• **Stated exercise**
Reproduce exactly the line in which "cloud, one per instance" occurs and all the lines after it, ending with the last line.

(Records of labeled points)
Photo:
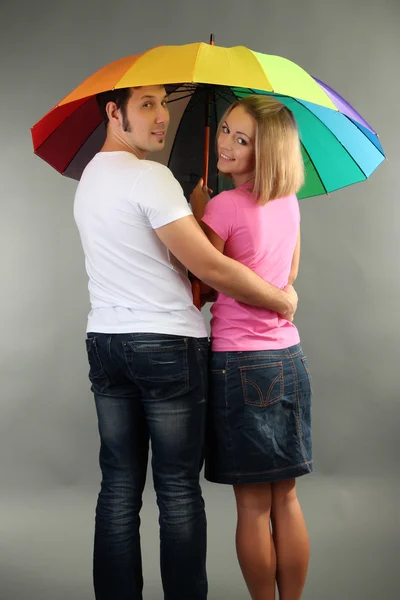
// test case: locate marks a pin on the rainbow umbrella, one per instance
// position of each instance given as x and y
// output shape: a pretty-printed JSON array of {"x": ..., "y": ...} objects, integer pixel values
[{"x": 339, "y": 147}]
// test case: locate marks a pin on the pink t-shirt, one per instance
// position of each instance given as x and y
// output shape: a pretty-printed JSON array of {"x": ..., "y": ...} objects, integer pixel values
[{"x": 263, "y": 238}]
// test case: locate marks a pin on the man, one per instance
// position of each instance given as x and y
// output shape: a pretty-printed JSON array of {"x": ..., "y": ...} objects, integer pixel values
[{"x": 147, "y": 346}]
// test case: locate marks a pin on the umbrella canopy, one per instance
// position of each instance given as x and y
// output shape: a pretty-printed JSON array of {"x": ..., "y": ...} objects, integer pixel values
[{"x": 339, "y": 147}]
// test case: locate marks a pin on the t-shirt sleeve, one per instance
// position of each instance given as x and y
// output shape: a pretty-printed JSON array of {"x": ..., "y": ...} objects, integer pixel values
[
  {"x": 219, "y": 214},
  {"x": 298, "y": 209},
  {"x": 160, "y": 196}
]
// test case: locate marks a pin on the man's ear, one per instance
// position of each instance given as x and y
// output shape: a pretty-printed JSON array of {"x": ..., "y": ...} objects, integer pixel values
[{"x": 113, "y": 112}]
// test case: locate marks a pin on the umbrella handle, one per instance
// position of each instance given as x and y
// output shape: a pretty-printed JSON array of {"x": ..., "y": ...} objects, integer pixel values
[
  {"x": 196, "y": 284},
  {"x": 196, "y": 291}
]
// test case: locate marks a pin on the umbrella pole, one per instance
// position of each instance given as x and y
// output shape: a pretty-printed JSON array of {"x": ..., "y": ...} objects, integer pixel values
[{"x": 196, "y": 284}]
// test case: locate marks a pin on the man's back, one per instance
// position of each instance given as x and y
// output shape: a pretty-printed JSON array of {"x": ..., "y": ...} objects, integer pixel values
[{"x": 135, "y": 284}]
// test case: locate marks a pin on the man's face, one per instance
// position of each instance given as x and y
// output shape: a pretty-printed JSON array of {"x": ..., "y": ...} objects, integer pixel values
[{"x": 145, "y": 120}]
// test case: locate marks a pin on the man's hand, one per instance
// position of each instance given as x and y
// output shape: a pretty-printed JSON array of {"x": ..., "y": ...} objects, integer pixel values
[{"x": 293, "y": 300}]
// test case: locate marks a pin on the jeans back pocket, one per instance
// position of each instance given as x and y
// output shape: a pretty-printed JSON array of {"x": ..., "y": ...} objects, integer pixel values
[{"x": 262, "y": 384}]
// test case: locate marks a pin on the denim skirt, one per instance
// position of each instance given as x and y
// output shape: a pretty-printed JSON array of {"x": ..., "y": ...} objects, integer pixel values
[{"x": 259, "y": 417}]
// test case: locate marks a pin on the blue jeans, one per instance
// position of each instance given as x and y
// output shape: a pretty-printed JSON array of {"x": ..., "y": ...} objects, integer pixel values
[{"x": 149, "y": 387}]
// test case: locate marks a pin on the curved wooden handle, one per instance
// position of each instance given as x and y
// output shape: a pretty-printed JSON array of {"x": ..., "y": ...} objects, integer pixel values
[{"x": 196, "y": 289}]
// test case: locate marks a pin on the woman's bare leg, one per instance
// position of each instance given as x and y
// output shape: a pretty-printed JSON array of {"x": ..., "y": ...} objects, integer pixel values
[
  {"x": 254, "y": 543},
  {"x": 291, "y": 540}
]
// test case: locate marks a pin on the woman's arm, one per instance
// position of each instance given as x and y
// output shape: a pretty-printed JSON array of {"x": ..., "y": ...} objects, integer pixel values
[{"x": 295, "y": 262}]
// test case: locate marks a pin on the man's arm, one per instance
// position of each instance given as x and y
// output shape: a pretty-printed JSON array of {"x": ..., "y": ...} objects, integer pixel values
[{"x": 186, "y": 240}]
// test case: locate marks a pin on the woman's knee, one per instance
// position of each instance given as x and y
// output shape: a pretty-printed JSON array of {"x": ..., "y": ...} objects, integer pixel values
[
  {"x": 283, "y": 492},
  {"x": 253, "y": 496}
]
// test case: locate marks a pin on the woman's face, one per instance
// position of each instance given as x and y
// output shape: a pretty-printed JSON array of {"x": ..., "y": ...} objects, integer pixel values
[{"x": 236, "y": 146}]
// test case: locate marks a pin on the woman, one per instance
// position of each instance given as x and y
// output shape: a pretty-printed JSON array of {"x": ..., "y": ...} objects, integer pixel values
[{"x": 260, "y": 396}]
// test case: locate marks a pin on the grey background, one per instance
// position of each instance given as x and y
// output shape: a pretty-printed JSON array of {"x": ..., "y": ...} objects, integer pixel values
[{"x": 348, "y": 315}]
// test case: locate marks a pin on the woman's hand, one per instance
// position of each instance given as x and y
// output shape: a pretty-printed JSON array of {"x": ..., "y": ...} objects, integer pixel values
[{"x": 199, "y": 198}]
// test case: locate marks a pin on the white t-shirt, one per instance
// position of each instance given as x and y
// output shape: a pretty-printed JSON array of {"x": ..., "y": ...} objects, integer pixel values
[{"x": 135, "y": 284}]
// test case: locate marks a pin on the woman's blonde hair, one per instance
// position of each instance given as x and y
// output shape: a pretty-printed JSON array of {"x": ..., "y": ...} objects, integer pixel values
[{"x": 279, "y": 167}]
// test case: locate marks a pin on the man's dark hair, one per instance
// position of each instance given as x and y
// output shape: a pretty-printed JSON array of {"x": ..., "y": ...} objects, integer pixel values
[{"x": 120, "y": 97}]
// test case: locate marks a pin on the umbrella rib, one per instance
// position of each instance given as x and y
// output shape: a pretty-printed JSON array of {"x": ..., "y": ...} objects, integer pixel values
[
  {"x": 81, "y": 146},
  {"x": 315, "y": 168},
  {"x": 180, "y": 98},
  {"x": 62, "y": 122},
  {"x": 331, "y": 132}
]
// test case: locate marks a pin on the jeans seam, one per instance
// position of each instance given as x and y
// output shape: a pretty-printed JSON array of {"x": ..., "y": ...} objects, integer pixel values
[{"x": 296, "y": 392}]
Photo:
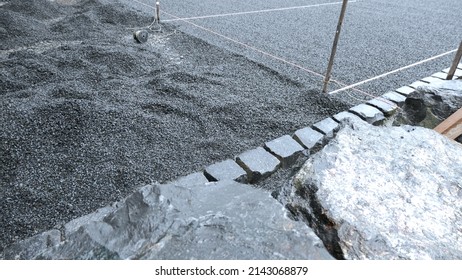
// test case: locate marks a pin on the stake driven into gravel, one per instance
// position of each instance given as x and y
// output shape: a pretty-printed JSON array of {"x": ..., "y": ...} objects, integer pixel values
[{"x": 87, "y": 115}]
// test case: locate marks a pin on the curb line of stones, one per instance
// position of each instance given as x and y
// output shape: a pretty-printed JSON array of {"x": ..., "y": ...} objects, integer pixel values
[{"x": 255, "y": 165}]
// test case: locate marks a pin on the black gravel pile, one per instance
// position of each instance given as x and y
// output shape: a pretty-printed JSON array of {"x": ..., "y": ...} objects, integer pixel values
[{"x": 87, "y": 115}]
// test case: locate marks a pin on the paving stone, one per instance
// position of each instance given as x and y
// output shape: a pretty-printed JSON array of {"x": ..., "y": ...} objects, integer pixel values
[
  {"x": 384, "y": 105},
  {"x": 197, "y": 178},
  {"x": 226, "y": 170},
  {"x": 442, "y": 75},
  {"x": 431, "y": 79},
  {"x": 309, "y": 138},
  {"x": 395, "y": 97},
  {"x": 368, "y": 113},
  {"x": 347, "y": 115},
  {"x": 417, "y": 84},
  {"x": 405, "y": 90},
  {"x": 286, "y": 149},
  {"x": 326, "y": 126},
  {"x": 458, "y": 73},
  {"x": 258, "y": 163}
]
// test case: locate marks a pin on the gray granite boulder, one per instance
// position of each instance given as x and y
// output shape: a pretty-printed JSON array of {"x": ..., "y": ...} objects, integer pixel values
[
  {"x": 429, "y": 105},
  {"x": 383, "y": 193},
  {"x": 222, "y": 220}
]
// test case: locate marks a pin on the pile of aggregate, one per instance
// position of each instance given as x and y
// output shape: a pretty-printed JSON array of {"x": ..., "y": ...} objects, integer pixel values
[{"x": 87, "y": 115}]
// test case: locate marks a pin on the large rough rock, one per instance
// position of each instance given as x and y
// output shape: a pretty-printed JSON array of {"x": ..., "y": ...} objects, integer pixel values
[
  {"x": 383, "y": 193},
  {"x": 223, "y": 220},
  {"x": 430, "y": 105}
]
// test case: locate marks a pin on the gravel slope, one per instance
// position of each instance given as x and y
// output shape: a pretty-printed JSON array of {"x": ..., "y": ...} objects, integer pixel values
[{"x": 87, "y": 115}]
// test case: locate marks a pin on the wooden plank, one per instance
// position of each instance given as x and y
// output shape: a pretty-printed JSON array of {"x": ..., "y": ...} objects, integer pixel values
[{"x": 452, "y": 126}]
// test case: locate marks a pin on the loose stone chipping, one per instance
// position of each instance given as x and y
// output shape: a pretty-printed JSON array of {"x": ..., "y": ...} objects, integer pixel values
[
  {"x": 417, "y": 84},
  {"x": 368, "y": 113},
  {"x": 395, "y": 97},
  {"x": 226, "y": 170},
  {"x": 309, "y": 138},
  {"x": 327, "y": 126},
  {"x": 386, "y": 106},
  {"x": 191, "y": 179},
  {"x": 347, "y": 115},
  {"x": 406, "y": 90},
  {"x": 258, "y": 163}
]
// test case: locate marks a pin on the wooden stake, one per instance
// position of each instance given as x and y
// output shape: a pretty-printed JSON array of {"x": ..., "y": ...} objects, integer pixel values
[
  {"x": 334, "y": 46},
  {"x": 158, "y": 11},
  {"x": 456, "y": 61}
]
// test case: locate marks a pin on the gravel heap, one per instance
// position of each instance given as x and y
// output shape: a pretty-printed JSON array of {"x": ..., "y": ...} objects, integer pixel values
[{"x": 87, "y": 114}]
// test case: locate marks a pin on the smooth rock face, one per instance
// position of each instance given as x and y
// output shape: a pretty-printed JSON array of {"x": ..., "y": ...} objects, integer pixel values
[
  {"x": 222, "y": 220},
  {"x": 430, "y": 105},
  {"x": 383, "y": 193}
]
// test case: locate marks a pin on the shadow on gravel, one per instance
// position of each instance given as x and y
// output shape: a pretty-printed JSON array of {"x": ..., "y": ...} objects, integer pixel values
[{"x": 87, "y": 115}]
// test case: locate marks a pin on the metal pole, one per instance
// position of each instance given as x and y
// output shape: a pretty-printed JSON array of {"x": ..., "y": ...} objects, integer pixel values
[
  {"x": 456, "y": 61},
  {"x": 334, "y": 46}
]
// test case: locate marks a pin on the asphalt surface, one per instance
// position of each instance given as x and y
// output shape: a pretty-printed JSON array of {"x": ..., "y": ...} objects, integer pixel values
[
  {"x": 87, "y": 115},
  {"x": 377, "y": 36}
]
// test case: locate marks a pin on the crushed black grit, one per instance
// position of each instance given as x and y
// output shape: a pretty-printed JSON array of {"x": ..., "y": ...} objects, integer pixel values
[{"x": 87, "y": 114}]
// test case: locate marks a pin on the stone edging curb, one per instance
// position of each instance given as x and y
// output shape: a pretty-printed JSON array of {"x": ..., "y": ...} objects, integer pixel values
[{"x": 255, "y": 165}]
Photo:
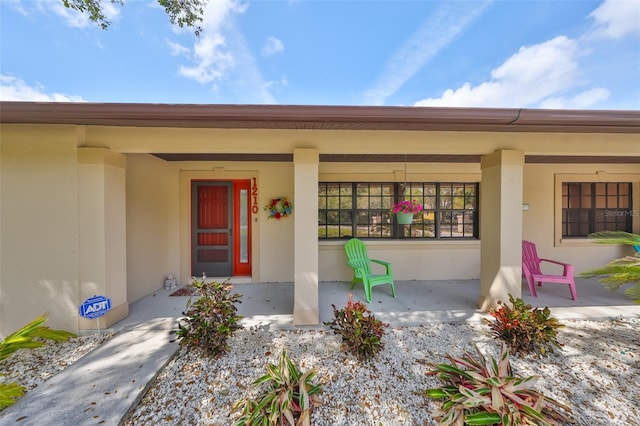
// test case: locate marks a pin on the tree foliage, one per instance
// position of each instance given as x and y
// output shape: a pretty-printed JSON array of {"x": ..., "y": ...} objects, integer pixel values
[{"x": 184, "y": 13}]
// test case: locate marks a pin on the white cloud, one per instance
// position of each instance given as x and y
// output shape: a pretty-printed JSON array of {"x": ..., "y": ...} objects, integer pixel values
[
  {"x": 526, "y": 78},
  {"x": 211, "y": 57},
  {"x": 272, "y": 46},
  {"x": 435, "y": 34},
  {"x": 616, "y": 19},
  {"x": 582, "y": 100},
  {"x": 221, "y": 55},
  {"x": 176, "y": 49},
  {"x": 15, "y": 89}
]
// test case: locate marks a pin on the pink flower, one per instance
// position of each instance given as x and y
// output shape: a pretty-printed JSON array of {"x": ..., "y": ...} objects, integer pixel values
[{"x": 407, "y": 206}]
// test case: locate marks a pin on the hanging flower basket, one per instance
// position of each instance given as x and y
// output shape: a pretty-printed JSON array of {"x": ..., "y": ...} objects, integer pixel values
[
  {"x": 279, "y": 208},
  {"x": 404, "y": 218},
  {"x": 404, "y": 211}
]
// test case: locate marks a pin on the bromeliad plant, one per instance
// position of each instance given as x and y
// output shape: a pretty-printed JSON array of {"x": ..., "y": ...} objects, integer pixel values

• **Reply**
// test case: locate marks a pin on the white cloud, one per instance
// position of each instance given as x and y
// output shape: a pretty-printed JSON array of {"x": ..., "y": ...} objects, integer pixel values
[
  {"x": 526, "y": 78},
  {"x": 211, "y": 57},
  {"x": 272, "y": 46},
  {"x": 435, "y": 34},
  {"x": 616, "y": 19},
  {"x": 582, "y": 100},
  {"x": 221, "y": 55},
  {"x": 176, "y": 49},
  {"x": 15, "y": 89}
]
// test case: locate marks a pin on the pink flower, one per instance
// position of each instance given as x and y
// output shape: a pretty-printed JSON array of {"x": ..., "y": ...} objects, integer pixel values
[{"x": 407, "y": 206}]
// test case: locate marks a pin on the hanging flower basket, one per instance
// position of each instance given as x and y
// output shape: a pretty-printed JSON array of {"x": ..., "y": ...} objects, integer pixel values
[
  {"x": 279, "y": 208},
  {"x": 404, "y": 218},
  {"x": 404, "y": 211}
]
// test case: locate marks a pin on the bromeliad plant, one per instance
// position of each instance given as x and y
// output shape: a pretty-printed JSON array of {"x": ..., "y": ...} objects, integer pixel values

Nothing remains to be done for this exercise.